Work to complete:
Exclude the pictures; give every entry again exactly as written.

▬▬▬

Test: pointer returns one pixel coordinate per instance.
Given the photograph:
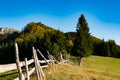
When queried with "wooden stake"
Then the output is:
(36, 69)
(26, 66)
(18, 62)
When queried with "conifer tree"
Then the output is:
(82, 43)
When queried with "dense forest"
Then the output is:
(42, 37)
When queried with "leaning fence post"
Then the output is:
(18, 62)
(36, 68)
(61, 57)
(26, 66)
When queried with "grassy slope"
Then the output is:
(93, 68)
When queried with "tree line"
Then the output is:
(80, 43)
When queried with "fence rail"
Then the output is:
(12, 66)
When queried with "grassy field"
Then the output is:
(93, 68)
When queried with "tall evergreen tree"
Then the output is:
(82, 43)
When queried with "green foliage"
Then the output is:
(82, 43)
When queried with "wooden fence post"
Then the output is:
(17, 62)
(61, 57)
(36, 68)
(26, 66)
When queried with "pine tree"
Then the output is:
(82, 43)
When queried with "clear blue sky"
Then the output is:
(103, 16)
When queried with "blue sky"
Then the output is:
(103, 16)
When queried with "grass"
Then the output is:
(93, 68)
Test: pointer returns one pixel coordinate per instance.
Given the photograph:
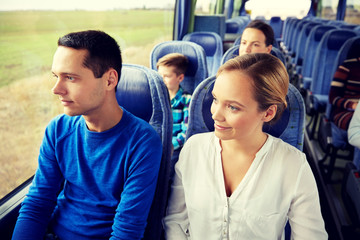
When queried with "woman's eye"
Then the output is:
(232, 108)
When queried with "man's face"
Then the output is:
(79, 91)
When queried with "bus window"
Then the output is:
(28, 39)
(283, 8)
(352, 14)
(329, 9)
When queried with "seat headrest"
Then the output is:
(133, 92)
(321, 30)
(338, 37)
(354, 50)
(309, 27)
(232, 27)
(207, 41)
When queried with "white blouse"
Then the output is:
(278, 186)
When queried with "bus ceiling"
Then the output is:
(184, 16)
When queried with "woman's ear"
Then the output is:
(270, 113)
(181, 77)
(112, 78)
(268, 49)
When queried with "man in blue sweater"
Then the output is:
(98, 164)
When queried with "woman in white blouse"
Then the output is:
(239, 182)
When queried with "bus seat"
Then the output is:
(197, 69)
(232, 26)
(310, 50)
(350, 192)
(234, 51)
(142, 92)
(290, 127)
(322, 74)
(213, 46)
(357, 30)
(331, 138)
(210, 23)
(298, 61)
(276, 23)
(289, 21)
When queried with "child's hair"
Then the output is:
(179, 61)
(265, 28)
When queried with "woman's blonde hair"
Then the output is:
(270, 79)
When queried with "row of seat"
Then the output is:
(314, 49)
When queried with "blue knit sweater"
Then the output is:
(109, 181)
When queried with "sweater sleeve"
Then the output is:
(305, 215)
(40, 202)
(139, 188)
(354, 128)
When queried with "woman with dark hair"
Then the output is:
(258, 37)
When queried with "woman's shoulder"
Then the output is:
(285, 151)
(200, 138)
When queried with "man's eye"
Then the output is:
(232, 108)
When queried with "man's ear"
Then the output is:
(268, 48)
(270, 113)
(112, 79)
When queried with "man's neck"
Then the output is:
(105, 120)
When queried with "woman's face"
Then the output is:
(234, 109)
(253, 41)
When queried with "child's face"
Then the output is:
(170, 78)
(253, 41)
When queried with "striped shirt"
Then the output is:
(180, 111)
(344, 91)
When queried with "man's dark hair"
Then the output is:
(265, 28)
(103, 51)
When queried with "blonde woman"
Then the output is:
(239, 182)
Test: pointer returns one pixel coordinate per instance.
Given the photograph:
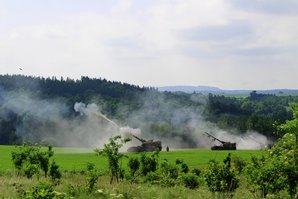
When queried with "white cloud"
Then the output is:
(156, 43)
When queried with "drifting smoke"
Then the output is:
(91, 110)
(52, 122)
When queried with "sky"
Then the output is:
(230, 44)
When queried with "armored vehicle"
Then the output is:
(224, 145)
(147, 145)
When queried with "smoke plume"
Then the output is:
(53, 122)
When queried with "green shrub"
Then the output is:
(196, 171)
(149, 163)
(42, 190)
(239, 163)
(31, 159)
(169, 170)
(190, 181)
(91, 176)
(153, 177)
(134, 165)
(221, 178)
(55, 174)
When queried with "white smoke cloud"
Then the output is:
(50, 121)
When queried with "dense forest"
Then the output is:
(50, 110)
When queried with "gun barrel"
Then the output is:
(209, 135)
(140, 139)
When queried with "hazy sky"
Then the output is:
(231, 44)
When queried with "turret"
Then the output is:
(140, 139)
(224, 146)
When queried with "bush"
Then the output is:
(134, 165)
(149, 163)
(190, 181)
(153, 177)
(31, 159)
(169, 170)
(91, 176)
(196, 171)
(42, 190)
(239, 163)
(221, 178)
(55, 174)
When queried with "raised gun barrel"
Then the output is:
(141, 140)
(214, 138)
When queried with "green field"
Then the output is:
(71, 160)
(77, 158)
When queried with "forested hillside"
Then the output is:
(62, 112)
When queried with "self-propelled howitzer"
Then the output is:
(224, 145)
(146, 146)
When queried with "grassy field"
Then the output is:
(76, 158)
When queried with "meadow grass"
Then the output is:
(72, 161)
(76, 158)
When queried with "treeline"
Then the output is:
(258, 112)
(157, 114)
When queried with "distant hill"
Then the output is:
(216, 90)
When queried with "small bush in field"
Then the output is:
(42, 190)
(111, 151)
(134, 165)
(196, 171)
(149, 163)
(55, 174)
(31, 159)
(169, 170)
(190, 181)
(92, 176)
(152, 177)
(221, 178)
(239, 163)
(183, 165)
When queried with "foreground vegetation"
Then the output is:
(30, 106)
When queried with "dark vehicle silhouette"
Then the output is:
(224, 145)
(146, 146)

▬▬▬

Output of the task:
Test: pointer returns one pixel coordinate per instance.
Given the photograph:
When queried with "wooden stake"
Then the output is:
(36, 69)
(26, 66)
(18, 62)
When queried with "conifer tree"
Then the output is:
(82, 43)
When queried with "dense forest"
Then the output is:
(42, 37)
When queried with "leaning fence post"
Then the output is:
(18, 62)
(36, 68)
(61, 57)
(26, 66)
When queried with "grassy slope"
Then the output is:
(93, 68)
When queried with "tree line"
Then the output is:
(80, 43)
When queried with "fence rail"
Then the output is:
(12, 66)
When queried with "grassy field"
Then the output is:
(93, 68)
When queried with "tall evergreen tree"
Then the output is:
(82, 43)
When queried with "green foliage"
Then the output is:
(82, 43)
When queried with "wooden fence post"
Then the output is:
(17, 62)
(61, 57)
(36, 68)
(26, 66)
When queried with "pine tree"
Then the output is:
(82, 43)
When queried with "clear blue sky"
Then the output is:
(103, 16)
When queried with "blue sky"
Then the output is:
(103, 16)
When queried with "grass"
Then the output is:
(93, 68)
Test: pointer returns one pixel coordinate per instance.
Given the photograph:
When queried with "woman's eye"
Then the output is:
(232, 108)
When queried with "man's face"
Then the output is:
(79, 91)
When queried with "bus window"
Then the output is:
(28, 39)
(283, 8)
(352, 14)
(329, 9)
When queried with "seat headrest"
Then the output is:
(133, 92)
(321, 30)
(338, 37)
(354, 50)
(309, 27)
(232, 27)
(207, 41)
When queried with "white blouse"
Then the output is:
(278, 186)
When queried with "bus ceiling"
Then the output is:
(184, 16)
When queried with "woman's ear"
Then the output is:
(270, 113)
(181, 77)
(112, 78)
(268, 49)
When queried with "man in blue sweater"
Then the output is:
(98, 164)
When queried with "woman in white blouse"
Then the output is:
(239, 182)
When queried with "bus seat"
Then the output is:
(197, 69)
(232, 26)
(310, 50)
(350, 192)
(234, 51)
(142, 92)
(290, 127)
(322, 74)
(213, 46)
(357, 30)
(331, 138)
(210, 23)
(298, 61)
(276, 23)
(289, 21)
When queried with "child's hair"
Then the output is:
(179, 61)
(265, 28)
When queried with "woman's blonde hair"
Then the output is:
(270, 79)
When queried with "row of seat"
Then the output is:
(314, 49)
When queried with "blue knit sweater"
Then the output is:
(109, 181)
When queried with "sweater sleeve"
Then the output is:
(305, 215)
(40, 202)
(139, 188)
(354, 128)
When queried with "woman with dark hair"
Then the output is:
(258, 37)
When queried with "woman's shoulder"
Then the output is:
(285, 151)
(200, 138)
When queried with "man's eye"
Then the output is:
(232, 108)
When queried with "man's ear"
Then the output is:
(268, 48)
(270, 113)
(112, 79)
When queried with "man's neck"
Then the output is:
(105, 120)
When queried with "woman's face"
Then the output is:
(234, 109)
(253, 41)
When queried with "child's face"
Then the output is:
(170, 78)
(253, 41)
When queried with "striped shirt"
Then the output is:
(180, 111)
(344, 91)
When queried with "man's dark hair"
Then the output is:
(265, 28)
(103, 51)
When queried with "blonde woman"
Then the output is:
(239, 182)
Test: pointer returns one pixel coordinate per instance.
Given the photograph:
When queried with "white cloud"
Then the output is:
(156, 43)
When queried with "drifting smoke"
Then the output is:
(91, 110)
(52, 122)
When queried with "sky"
Then the output is:
(230, 44)
When queried with "armored vehicle"
Then the output is:
(224, 145)
(147, 145)
When queried with "smoke plume"
Then the output is:
(53, 122)
When queried with "green shrub"
Then the output is:
(196, 171)
(149, 163)
(42, 190)
(239, 163)
(31, 159)
(169, 170)
(190, 181)
(91, 176)
(153, 177)
(134, 165)
(221, 178)
(55, 174)
When queried with "white smoke cloud"
Then the output is:
(50, 121)
When queried with "dense forest"
Then the output is:
(50, 110)
When queried with "gun barrel"
Then the output is:
(209, 135)
(140, 139)
When queried with "hazy sky"
Then the output is:
(231, 44)
When queried with "turret"
Then the output is:
(140, 139)
(224, 146)
When queried with "bush"
Then the output is:
(134, 165)
(149, 163)
(190, 181)
(153, 177)
(31, 159)
(169, 170)
(91, 176)
(196, 171)
(42, 190)
(239, 163)
(221, 178)
(55, 174)
When queried with "raised gun barrel"
Then the output is:
(141, 140)
(214, 138)
When queried with "green field"
Then the output is:
(71, 160)
(77, 158)
When queried with "forested hillside"
Then the output is:
(62, 112)
When queried with "self-propelled howitzer"
Then the output is:
(224, 145)
(146, 146)
When queried with "grassy field"
Then the output is:
(76, 158)
When queried with "meadow grass"
Then the output is:
(72, 161)
(76, 158)
When queried with "treeline"
Then the output is:
(258, 112)
(157, 114)
When queried with "distant hill"
Then the output is:
(216, 90)
When queried with "small bush in field"
Then the output is:
(42, 190)
(111, 151)
(134, 165)
(196, 171)
(149, 163)
(55, 174)
(31, 159)
(169, 170)
(190, 181)
(92, 176)
(152, 177)
(221, 178)
(239, 163)
(183, 165)
When queried with "foreground vegetation"
Then the output is:
(30, 106)
When queried with "dark vehicle silhouette"
Then the output is:
(224, 145)
(146, 146)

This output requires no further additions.